#### [INPUT FOR THIS TASK]

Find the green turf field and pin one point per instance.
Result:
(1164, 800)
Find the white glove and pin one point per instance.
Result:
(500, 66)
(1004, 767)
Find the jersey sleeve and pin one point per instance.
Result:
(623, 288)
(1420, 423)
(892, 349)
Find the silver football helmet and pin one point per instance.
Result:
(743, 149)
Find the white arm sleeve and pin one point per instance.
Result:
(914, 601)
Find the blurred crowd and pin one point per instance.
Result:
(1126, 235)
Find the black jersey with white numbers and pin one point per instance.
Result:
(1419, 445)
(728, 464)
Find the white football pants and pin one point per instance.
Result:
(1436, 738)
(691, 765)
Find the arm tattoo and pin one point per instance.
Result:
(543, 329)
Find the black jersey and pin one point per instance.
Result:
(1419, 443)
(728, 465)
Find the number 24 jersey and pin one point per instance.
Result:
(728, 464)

#### [EXERCISE]
Exactly the lines between the one containing "Find the silver" and the end of the material, both ends included, must be retyped, with nothing added.

#### [EXERCISE RESULT]
Find the silver football helmet and pin one point per instance.
Result:
(743, 149)
Find the white arm sleeve and pin one point per instance.
Result:
(914, 601)
Find the blurred crowd and pin one point per instance.
Result:
(1126, 235)
Find the black jersey with white numbers and pin one point per instance.
Result:
(1419, 445)
(728, 464)
Find the white football pants and pin one point per instance.
Result:
(1436, 738)
(691, 765)
Find the arm tattoo and pin one point per instance.
Result:
(543, 329)
Find the black jersey and pin one point per instance.
Result:
(1419, 443)
(728, 465)
Find the number 24 jersey and pin one point per instance.
Result:
(728, 464)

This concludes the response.